Supplied text:
A 12" single was released in 1978, with "Dance (Disco Heat)" as the A-side and "You Make Me Feel (Mighty Real)" as the B-side. The two songs held the top spot on the Billboard Dance/Disco chart for six weeks in August and September that year. "Dance (Disco Heat)" peaked at number 19 on the Billboard Hot 100 chart in the fall of 1978 and reached number 29 on the UK Singles Chart.
"You Make Me Feel (Mighty Real)"
"One of those surges of sustained, stylized energy that is disco's great gift to pop music." Music critic Robert Christgau on "You Make Me Feel (Mighty Real)"
"You Make Me Feel (Mighty Real)" was Sylvester's second Top 40 hit, peaking at number 36 on the Billboard Hot 100 chart. It reached number 20 on the Billboard Hot Soul Singles chart. In 2003, Q Magazine ranked "You Make Me Feel (Mighty Real)" number 677 in their list of the "1001 Best Songs Ever."
In 2018, Pitchfork Media featured the song in their 50 Songs That Define the Last 50 Years of LGBTQ+ Pride. In 2019, the Library of Congress selected the music for preservation in the National Recording Registry for being "culturally, historically, or aesthetically significant." A 2020 poll of 1,300 adults aged 30-55 ranked "You Make Me Feel (Mighty Real)" number 13 of the Top 50 happiest songs ever.
Weather Girls
It's Raining, Men Album: Success B-side: It's Raining Men (instrumental) Released: September 10, 1982 Genre: Hi-NRG, disco, synth-pop Songwriter: Paul Jabara, Paul Shaffer
Like Sylvester, Martha W,ash and Izora Armstead honed their vocals in the church, where they developed powerful voices. While singing backup for him, Sylvester's label signed them as Two Tons of Fun. They scored a few R&B hits before changing their name to The Weather Girls and recording "It's Raining Men."
The song was explicitly made for the gay community. Like "YMCA" by The Village People, it became a gay anthem and, later, a mainstream hit. The song was from the perspective of women, objectifying men in a way rarely heard in popular music. This message was not lost on gay listeners.

Task to complete: From the passage on disco-era singles, list every record chart it names.

Source data:
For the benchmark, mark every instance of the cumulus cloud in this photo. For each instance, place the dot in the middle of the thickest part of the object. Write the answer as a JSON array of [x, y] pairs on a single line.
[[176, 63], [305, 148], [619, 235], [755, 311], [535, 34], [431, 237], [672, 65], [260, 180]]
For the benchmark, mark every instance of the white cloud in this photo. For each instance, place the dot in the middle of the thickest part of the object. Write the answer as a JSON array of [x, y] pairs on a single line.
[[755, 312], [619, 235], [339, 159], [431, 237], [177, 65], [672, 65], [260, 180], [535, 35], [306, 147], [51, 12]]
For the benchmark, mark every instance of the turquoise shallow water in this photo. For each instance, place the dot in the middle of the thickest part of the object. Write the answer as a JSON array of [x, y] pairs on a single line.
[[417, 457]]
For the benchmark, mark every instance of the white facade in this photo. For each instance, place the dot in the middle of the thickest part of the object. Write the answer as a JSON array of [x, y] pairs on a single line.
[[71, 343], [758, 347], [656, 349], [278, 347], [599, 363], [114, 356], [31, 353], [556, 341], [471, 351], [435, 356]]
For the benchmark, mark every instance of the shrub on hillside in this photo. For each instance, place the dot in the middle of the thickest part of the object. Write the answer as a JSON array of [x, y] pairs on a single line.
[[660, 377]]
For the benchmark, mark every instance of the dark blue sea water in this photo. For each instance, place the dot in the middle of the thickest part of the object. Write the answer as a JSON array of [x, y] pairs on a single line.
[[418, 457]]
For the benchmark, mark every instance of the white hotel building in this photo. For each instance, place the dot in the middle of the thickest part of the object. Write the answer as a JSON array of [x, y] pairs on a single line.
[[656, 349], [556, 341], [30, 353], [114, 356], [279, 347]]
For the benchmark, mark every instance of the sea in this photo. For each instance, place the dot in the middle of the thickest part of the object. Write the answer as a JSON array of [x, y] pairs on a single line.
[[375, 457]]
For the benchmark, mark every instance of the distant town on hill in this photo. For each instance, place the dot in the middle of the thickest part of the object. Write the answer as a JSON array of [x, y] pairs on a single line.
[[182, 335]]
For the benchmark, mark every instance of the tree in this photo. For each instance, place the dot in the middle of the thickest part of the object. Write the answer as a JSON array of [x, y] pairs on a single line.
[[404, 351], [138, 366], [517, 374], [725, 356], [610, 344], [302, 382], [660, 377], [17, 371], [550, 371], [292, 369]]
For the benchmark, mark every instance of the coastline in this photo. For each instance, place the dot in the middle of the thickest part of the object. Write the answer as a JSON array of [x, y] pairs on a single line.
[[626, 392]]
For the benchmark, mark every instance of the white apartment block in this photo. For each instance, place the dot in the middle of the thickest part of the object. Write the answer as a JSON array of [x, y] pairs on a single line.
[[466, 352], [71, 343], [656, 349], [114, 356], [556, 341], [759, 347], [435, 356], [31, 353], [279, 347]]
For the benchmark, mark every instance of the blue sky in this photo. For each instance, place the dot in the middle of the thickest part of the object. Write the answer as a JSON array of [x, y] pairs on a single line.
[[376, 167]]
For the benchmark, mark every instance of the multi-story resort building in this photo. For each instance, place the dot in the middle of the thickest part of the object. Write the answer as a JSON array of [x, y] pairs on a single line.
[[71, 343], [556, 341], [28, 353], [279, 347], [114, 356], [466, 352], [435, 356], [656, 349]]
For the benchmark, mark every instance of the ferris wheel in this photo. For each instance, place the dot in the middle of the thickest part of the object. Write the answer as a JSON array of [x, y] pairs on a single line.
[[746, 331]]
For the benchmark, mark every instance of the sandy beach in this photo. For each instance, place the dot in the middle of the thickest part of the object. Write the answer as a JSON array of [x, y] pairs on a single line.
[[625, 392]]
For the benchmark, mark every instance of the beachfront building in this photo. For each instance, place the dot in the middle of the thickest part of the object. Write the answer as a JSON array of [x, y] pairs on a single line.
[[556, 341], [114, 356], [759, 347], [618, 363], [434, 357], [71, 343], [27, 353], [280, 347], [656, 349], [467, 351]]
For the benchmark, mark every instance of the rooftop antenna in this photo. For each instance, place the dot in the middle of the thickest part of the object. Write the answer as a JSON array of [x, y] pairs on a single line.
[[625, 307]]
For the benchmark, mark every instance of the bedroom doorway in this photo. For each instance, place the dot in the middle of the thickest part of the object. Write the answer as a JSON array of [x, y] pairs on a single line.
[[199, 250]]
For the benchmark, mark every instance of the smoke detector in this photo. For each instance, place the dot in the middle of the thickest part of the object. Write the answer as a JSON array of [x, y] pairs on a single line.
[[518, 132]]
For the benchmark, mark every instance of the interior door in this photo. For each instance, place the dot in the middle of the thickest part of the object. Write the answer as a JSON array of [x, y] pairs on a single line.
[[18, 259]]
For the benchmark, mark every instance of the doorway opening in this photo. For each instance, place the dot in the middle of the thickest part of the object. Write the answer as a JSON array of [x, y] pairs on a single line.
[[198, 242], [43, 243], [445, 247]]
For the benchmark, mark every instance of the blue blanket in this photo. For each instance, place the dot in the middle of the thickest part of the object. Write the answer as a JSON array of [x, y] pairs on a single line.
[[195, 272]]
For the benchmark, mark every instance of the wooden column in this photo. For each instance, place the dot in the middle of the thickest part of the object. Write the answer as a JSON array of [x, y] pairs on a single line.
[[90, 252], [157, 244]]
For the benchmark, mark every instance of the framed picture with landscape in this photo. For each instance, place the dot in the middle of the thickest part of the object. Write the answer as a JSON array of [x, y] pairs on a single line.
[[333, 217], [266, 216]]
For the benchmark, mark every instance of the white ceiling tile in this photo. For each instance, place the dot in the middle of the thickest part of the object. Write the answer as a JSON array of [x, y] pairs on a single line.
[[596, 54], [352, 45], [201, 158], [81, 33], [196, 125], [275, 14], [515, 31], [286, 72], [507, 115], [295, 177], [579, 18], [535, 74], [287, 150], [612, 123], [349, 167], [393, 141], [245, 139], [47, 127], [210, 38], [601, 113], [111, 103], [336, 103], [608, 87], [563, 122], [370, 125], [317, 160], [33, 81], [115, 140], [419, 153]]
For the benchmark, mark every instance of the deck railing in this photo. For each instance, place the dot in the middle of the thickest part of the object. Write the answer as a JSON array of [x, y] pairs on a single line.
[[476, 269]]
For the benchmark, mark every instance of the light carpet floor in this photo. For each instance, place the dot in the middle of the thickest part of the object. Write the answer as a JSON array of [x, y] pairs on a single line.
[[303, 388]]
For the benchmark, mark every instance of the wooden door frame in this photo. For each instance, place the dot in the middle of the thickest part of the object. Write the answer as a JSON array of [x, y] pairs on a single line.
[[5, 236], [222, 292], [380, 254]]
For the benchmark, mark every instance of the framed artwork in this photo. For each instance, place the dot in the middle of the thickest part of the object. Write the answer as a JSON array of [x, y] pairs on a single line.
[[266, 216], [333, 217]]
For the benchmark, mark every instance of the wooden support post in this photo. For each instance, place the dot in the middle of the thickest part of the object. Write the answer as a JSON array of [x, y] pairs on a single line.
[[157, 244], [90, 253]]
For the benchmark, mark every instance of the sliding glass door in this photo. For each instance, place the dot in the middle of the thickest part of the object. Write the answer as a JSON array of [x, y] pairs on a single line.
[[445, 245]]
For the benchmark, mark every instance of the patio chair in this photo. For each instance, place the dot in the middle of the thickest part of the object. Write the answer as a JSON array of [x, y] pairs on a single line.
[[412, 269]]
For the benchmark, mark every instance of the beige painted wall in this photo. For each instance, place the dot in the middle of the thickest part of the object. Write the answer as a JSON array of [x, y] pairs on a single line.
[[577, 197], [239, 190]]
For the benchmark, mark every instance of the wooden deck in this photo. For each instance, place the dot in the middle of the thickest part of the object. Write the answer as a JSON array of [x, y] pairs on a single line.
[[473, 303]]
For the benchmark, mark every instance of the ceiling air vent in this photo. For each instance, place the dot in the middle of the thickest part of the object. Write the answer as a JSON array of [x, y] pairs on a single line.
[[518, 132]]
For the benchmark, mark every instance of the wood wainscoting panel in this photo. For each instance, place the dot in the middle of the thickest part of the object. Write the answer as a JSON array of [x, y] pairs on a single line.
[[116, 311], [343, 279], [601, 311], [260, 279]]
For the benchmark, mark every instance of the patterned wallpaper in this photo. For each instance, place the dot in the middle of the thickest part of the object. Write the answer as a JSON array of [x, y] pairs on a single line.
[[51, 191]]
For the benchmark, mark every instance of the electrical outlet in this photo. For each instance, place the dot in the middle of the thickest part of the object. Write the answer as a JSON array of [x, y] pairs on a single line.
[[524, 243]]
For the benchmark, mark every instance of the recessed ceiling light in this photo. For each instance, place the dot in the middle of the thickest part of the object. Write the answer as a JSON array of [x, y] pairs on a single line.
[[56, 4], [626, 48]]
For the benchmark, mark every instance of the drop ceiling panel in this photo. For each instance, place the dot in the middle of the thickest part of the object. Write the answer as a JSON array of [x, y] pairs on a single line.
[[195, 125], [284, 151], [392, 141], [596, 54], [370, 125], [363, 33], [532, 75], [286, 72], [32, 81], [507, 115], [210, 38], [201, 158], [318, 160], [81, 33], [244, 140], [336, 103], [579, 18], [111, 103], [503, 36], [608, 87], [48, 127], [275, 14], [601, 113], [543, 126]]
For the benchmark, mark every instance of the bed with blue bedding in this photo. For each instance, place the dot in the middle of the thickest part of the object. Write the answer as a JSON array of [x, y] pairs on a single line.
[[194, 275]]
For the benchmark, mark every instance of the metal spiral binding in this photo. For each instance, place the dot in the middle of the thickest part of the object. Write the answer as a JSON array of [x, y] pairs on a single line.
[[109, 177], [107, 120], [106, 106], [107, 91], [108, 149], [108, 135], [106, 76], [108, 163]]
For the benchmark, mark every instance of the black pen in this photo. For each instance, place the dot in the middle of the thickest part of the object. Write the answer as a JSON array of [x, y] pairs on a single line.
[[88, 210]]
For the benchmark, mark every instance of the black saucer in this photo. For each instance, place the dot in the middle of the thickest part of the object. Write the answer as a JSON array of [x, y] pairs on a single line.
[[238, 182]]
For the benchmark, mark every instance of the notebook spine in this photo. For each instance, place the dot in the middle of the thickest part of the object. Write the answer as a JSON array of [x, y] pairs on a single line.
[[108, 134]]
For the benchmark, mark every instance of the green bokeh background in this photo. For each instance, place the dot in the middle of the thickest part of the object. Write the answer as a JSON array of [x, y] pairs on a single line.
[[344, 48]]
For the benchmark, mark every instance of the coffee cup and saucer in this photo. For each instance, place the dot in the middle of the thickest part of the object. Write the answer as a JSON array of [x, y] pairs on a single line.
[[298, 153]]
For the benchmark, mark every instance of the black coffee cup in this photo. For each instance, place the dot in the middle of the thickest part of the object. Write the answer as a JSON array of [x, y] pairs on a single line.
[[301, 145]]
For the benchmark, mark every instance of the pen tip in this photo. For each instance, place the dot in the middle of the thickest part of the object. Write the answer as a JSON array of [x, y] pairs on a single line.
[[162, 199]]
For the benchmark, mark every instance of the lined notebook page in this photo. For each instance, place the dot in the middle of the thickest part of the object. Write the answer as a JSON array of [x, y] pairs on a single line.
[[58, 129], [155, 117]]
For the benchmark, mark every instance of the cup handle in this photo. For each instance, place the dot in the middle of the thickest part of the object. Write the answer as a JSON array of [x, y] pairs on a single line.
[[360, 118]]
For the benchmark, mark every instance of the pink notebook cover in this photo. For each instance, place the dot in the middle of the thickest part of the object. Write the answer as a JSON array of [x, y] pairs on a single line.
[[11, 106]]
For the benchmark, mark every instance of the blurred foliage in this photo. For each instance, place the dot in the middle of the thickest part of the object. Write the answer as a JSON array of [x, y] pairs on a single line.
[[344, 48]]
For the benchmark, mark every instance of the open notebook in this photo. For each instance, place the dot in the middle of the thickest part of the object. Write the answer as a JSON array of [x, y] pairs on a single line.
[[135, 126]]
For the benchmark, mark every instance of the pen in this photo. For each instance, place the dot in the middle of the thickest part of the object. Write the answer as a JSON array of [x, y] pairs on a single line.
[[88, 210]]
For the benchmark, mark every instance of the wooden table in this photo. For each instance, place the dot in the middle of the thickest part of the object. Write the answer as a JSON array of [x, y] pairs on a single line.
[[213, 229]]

The answer:
- Billboard Dance/Disco chart
- Billboard Hot 100
- UK Singles Chart
- Billboard Hot Soul Singles chart